**Task to carry out**
Copy out every line of the data below that contains the word "lake", keeping each line unchanged.

[BEGIN]

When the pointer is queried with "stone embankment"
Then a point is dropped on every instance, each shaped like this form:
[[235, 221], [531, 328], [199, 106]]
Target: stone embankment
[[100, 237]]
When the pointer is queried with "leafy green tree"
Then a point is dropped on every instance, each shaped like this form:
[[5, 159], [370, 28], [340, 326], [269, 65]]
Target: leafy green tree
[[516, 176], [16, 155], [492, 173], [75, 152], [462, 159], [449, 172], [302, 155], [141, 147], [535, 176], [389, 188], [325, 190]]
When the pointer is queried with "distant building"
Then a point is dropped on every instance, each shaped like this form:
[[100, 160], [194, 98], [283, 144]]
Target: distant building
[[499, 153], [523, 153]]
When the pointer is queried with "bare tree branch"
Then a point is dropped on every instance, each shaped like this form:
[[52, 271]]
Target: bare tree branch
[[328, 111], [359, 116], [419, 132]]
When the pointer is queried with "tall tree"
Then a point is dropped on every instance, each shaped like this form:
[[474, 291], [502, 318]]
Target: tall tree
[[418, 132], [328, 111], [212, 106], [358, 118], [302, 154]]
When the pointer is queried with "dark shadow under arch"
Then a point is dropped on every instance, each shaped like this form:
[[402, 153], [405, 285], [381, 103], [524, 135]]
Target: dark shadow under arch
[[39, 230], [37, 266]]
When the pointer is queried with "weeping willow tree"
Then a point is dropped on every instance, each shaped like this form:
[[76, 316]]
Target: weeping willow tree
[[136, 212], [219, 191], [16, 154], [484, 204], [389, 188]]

[END]
[BEGIN]

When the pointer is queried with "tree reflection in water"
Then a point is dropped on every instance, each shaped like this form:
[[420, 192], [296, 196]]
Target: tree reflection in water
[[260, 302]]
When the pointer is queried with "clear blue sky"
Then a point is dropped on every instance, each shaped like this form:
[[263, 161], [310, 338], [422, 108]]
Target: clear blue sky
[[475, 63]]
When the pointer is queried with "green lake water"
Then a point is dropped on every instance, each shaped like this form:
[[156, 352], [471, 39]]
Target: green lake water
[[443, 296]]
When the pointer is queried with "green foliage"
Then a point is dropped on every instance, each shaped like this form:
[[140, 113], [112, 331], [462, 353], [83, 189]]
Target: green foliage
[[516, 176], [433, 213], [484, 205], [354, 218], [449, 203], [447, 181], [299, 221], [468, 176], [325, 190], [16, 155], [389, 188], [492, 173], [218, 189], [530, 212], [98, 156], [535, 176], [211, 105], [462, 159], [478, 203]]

[END]

**Task response**
When the pointer is queried with "green lake water"
Target: green lake water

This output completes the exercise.